A12 - Dentre todos os fatores que atentam contra a vida, qual considera mais preocupante hoje?

Sganzerla - Penso que o maior ameaça na atualidade decorre do poder da técnica, pois embora ela seja essencialmente niilista, essa técnica se apresenta comosalvífica e redentora, e desse modo, com a única salvação da humanidade. No entanto, esse projeto técnico contém uma contradição interna, pois o mesmo se tornou incapaz de proteger o homem de si mesmo e a natureza do homem. Ao reduzir a natureza a uma fonte de “energia” e o próprio homem a um “objeto”, a proposta de salvação se converteu em perigo, além de iludir o próprio homem de que poderia desvencilhar-se do poder divino e da ordem do cosmo, de modo a impor todo o seu império.

§

Tarefas e exercícios:
**A.** Com base na entrevista acima, diga se cada afirmação concorda com ela, respondendo sim ou não e citando literalmente as palavras que decidem: (i) Sganzerla afirma que o projeto técnico conseguiu proteger o homem de si mesmo. (ii) Segundo Sganzerla, a técnica reduz o próprio homem a um objeto. (iii) Sganzerla considera a técnica essencialmente niilista.
**B.** Transcreva o trecho da entrevista acima entre "A12 - Dentre" e "o seu império.", inclusive.

§

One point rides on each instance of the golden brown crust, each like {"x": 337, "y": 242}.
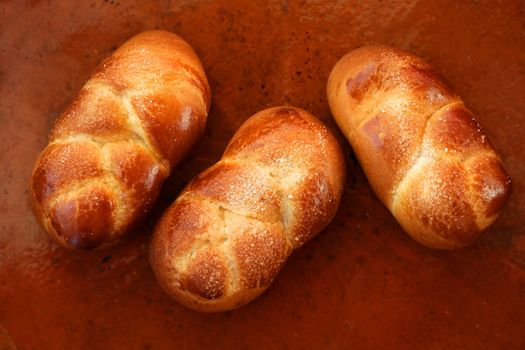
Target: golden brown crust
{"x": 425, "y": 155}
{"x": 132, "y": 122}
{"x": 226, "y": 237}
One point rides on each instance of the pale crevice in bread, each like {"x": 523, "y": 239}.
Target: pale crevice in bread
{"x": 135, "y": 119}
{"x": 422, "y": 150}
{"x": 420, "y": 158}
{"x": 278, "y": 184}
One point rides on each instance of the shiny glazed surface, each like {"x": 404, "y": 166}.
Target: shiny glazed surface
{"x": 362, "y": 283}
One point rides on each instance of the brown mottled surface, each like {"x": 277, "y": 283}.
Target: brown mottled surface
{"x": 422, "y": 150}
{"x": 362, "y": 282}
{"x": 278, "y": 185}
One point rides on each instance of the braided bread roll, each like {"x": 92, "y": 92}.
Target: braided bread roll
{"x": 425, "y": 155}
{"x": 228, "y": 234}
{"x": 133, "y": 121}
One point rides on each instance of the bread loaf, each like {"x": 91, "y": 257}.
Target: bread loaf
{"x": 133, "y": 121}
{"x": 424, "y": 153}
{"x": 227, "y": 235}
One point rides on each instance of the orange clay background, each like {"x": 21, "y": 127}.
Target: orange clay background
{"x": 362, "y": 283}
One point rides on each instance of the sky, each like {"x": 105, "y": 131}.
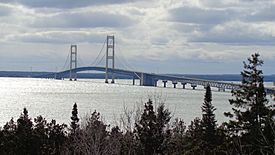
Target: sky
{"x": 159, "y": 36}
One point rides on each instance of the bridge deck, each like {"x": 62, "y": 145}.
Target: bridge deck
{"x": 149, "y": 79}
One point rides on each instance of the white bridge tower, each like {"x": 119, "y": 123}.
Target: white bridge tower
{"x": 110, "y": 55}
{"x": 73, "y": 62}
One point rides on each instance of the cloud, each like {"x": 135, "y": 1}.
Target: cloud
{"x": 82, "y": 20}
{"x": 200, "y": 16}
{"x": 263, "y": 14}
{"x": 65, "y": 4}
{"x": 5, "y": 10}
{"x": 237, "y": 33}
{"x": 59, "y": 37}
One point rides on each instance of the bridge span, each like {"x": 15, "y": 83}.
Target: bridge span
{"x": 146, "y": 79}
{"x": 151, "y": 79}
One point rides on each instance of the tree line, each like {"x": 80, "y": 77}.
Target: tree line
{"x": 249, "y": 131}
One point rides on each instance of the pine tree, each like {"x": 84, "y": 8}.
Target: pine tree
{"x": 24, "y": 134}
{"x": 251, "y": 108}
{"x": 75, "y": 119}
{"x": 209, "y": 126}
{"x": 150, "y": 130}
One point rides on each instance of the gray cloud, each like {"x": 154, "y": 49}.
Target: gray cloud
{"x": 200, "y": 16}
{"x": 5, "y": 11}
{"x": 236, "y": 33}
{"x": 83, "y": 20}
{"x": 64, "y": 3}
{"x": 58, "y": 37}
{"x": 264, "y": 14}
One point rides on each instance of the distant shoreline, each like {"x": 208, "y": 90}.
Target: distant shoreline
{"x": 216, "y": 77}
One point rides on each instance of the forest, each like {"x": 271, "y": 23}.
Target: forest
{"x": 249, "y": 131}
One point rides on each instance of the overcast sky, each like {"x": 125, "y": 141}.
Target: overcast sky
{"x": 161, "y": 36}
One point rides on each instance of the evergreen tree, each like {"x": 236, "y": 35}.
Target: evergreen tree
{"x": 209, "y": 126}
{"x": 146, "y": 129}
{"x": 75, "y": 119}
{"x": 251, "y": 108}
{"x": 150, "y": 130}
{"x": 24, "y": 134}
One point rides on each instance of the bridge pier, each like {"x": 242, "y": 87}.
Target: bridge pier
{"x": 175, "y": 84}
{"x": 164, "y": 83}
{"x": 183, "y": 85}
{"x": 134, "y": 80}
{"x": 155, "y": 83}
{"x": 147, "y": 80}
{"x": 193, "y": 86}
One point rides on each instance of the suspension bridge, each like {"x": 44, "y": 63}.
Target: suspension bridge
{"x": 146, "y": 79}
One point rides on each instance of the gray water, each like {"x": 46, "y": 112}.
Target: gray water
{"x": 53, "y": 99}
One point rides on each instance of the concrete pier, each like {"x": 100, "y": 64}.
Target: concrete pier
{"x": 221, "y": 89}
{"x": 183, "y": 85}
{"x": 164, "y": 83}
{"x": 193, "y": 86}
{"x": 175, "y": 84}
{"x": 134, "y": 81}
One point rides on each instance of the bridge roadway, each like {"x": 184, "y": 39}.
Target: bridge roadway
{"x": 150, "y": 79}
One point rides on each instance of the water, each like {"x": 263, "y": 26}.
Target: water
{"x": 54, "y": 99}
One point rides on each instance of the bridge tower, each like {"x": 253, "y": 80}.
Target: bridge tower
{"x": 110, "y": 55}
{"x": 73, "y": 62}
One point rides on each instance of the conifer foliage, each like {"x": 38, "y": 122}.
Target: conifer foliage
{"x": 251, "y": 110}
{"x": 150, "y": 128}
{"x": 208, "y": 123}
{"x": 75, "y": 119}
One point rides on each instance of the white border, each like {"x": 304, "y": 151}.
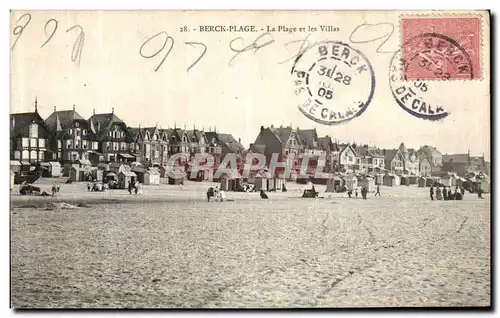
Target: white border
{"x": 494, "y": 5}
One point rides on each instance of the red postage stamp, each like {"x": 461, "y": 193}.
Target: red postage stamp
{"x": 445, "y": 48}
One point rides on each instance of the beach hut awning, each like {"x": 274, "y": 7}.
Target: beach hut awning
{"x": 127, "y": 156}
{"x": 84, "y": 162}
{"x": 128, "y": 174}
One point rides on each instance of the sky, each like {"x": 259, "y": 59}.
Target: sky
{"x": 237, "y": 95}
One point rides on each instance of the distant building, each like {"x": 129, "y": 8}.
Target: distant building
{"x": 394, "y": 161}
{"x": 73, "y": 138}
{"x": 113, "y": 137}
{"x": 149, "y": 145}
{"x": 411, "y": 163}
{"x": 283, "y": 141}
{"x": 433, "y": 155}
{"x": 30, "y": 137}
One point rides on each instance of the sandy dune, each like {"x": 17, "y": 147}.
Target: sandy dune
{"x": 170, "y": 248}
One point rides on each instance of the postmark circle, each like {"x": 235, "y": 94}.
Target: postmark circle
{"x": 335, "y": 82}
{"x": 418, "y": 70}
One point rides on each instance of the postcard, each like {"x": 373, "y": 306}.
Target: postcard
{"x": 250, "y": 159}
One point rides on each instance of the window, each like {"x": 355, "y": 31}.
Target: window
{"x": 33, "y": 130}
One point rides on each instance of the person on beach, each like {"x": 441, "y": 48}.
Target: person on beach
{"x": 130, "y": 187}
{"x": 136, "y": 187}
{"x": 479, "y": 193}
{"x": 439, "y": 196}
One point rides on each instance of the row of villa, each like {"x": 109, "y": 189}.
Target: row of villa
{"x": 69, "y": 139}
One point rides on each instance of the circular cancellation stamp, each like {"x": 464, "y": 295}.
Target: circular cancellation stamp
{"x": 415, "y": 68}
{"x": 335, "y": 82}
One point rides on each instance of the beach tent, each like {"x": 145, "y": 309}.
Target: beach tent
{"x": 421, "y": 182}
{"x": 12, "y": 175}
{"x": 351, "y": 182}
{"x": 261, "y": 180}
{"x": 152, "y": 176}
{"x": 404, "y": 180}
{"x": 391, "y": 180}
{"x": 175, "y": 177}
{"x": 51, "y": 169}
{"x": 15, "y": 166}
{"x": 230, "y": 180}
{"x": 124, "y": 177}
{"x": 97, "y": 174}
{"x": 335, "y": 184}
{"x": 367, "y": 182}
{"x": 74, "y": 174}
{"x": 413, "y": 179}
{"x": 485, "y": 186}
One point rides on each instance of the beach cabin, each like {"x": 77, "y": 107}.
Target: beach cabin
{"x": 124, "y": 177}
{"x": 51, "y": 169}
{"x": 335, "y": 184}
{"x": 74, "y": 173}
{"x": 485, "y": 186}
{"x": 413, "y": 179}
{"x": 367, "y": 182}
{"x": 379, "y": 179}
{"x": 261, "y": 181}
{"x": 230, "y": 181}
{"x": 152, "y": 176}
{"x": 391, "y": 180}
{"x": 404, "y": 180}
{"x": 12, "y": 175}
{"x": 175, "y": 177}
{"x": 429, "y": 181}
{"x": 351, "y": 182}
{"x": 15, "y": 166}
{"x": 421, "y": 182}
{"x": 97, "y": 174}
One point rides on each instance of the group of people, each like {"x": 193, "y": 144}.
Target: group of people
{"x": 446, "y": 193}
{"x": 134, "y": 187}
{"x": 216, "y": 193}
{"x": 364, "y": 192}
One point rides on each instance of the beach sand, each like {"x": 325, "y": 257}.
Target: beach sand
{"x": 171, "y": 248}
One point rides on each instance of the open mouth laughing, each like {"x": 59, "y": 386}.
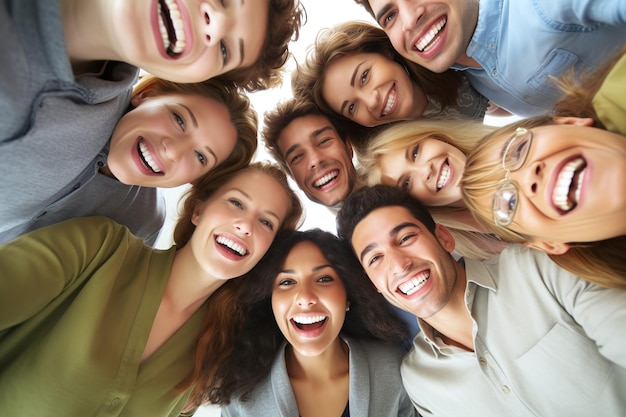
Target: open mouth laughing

§

Resolução das tarefas:
**A.**
(i) Não: "o mesmo se tornou incapaz de proteger o homem de si mesmo e a natureza do homem".
(ii) Sim: "Ao reduzir a natureza a uma fonte de “energia” e o próprio homem a um “objeto”".
(iii) Sim: "embora ela seja essencialmente niilista".

**B.**
A12 - Dentre todos os fatores que atentam contra a vida, qual considera mais preocupante hoje?

Sganzerla - Penso que o maior ameaça na atualidade decorre do poder da técnica, pois embora ela seja essencialmente niilista, essa técnica se apresenta comosalvífica e redentora, e desse modo, com a única salvação da humanidade. No entanto, esse projeto técnico contém uma contradição interna, pois o mesmo se tornou incapaz de proteger o homem de si mesmo e a natureza do homem. Ao reduzir a natureza a uma fonte de “energia” e o próprio homem a um “objeto”, a proposta de salvação se converteu em perigo, além de iludir o próprio homem de que poderia desvencilhar-se do poder divino e da ordem do cosmo, de modo a impor todo o seu império.